• Directions
Count how many lines of the data below contain the string "santa", treating uppercase and lowercase as different. Reply with the number alone.

• Source data
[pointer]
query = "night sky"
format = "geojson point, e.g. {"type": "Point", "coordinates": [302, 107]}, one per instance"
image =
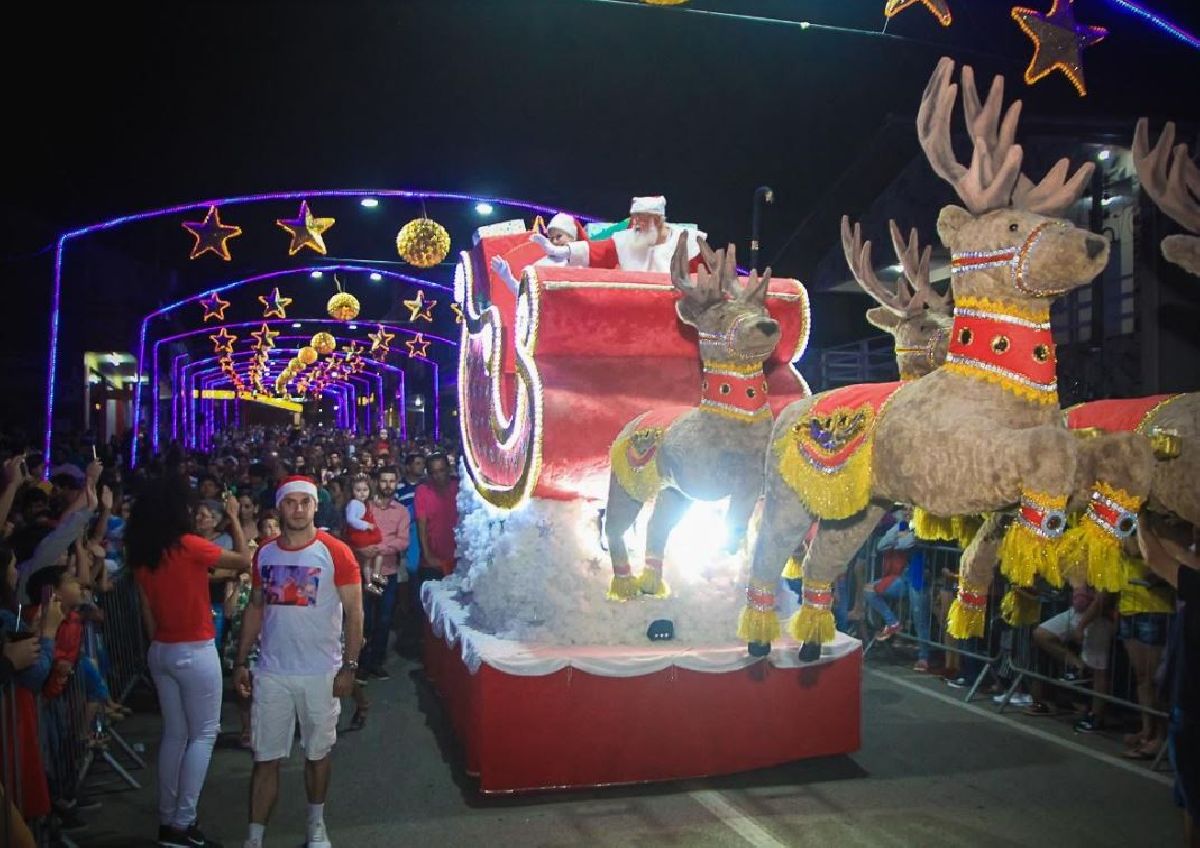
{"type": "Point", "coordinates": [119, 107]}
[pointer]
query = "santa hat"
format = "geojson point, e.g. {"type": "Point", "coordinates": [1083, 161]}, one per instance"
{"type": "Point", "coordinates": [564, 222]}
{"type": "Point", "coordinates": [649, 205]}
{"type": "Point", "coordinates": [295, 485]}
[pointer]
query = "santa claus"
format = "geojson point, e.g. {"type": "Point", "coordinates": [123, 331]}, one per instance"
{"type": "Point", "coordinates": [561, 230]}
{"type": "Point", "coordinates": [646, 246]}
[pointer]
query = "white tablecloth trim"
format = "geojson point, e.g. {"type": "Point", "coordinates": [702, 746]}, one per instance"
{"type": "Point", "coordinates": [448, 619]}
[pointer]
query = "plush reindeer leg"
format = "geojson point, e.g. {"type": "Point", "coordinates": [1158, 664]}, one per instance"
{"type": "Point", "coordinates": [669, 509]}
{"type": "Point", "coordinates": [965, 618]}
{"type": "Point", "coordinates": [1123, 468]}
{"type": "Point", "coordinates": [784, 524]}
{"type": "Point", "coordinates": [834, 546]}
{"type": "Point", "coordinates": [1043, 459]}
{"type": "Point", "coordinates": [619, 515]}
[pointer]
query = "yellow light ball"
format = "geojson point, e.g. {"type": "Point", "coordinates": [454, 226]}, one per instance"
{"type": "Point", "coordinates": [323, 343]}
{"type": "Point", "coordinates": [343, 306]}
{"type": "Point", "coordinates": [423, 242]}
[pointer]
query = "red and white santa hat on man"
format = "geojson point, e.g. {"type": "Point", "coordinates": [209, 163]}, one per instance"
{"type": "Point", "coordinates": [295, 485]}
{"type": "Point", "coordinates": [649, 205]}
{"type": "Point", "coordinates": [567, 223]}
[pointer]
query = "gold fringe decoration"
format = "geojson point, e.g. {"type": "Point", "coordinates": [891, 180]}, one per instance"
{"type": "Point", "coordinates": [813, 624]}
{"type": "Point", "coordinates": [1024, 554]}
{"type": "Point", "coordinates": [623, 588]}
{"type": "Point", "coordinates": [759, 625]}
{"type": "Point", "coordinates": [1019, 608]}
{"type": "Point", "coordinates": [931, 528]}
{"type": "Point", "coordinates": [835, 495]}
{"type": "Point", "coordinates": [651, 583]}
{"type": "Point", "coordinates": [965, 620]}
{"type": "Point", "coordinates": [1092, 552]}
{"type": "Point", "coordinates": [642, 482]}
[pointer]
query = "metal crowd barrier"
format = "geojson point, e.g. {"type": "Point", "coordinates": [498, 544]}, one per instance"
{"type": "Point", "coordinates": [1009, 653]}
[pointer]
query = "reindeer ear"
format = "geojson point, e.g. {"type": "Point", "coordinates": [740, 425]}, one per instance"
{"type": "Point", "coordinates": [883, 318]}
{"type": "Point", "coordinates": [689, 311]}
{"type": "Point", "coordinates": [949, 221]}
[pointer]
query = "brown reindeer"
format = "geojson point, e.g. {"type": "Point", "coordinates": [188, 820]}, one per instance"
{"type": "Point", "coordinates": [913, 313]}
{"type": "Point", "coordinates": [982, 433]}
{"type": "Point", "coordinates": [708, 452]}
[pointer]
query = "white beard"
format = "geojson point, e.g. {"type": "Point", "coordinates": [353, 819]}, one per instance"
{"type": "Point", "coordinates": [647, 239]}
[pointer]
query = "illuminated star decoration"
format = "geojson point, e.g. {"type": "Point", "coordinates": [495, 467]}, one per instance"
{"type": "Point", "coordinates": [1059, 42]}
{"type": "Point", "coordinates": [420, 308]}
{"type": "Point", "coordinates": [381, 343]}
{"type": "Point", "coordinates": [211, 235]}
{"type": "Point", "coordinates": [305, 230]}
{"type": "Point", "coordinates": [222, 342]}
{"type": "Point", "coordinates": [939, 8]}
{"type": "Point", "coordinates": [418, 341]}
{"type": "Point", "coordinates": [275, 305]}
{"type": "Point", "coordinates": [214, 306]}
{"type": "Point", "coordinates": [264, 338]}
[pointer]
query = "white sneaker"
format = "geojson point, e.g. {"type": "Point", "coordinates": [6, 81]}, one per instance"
* * *
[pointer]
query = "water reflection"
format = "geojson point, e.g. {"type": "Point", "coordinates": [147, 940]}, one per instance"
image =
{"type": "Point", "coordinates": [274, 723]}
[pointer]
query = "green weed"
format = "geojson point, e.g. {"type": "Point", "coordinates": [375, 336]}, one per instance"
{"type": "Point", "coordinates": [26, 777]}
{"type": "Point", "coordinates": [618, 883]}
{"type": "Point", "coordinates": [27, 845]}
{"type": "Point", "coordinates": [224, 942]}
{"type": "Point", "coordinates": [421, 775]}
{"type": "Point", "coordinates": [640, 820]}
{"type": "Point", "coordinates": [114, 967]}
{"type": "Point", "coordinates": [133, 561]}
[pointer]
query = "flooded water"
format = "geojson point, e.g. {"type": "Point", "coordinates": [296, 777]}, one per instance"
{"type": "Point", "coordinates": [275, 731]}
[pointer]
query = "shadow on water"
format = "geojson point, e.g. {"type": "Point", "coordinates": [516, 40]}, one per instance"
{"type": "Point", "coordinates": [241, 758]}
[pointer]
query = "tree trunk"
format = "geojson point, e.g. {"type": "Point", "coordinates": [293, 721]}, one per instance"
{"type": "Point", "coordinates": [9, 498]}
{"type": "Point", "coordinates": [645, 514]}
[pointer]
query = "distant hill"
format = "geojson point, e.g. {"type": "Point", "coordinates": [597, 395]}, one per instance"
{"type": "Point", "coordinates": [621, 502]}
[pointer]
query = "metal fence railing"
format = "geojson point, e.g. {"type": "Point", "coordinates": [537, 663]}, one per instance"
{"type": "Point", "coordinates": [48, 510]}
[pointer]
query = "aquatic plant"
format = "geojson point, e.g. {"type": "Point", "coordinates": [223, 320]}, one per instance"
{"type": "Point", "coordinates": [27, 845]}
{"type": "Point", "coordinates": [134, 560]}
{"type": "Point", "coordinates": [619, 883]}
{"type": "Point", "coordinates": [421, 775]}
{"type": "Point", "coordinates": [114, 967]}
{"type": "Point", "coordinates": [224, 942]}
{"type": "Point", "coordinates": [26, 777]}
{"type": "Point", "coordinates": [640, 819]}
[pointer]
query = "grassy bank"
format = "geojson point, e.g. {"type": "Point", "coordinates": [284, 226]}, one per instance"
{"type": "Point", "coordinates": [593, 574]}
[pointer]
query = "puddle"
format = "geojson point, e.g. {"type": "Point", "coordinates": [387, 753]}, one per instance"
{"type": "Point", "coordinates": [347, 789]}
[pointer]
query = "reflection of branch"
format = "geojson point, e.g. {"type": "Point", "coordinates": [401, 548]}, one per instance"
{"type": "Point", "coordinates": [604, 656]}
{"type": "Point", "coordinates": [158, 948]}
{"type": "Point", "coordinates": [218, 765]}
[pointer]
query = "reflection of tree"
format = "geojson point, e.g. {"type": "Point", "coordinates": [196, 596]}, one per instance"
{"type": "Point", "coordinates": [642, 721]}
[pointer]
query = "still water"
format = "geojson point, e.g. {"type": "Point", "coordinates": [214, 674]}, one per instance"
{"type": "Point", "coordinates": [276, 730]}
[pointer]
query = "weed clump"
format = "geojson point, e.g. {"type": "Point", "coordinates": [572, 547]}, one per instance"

• Exercise result
3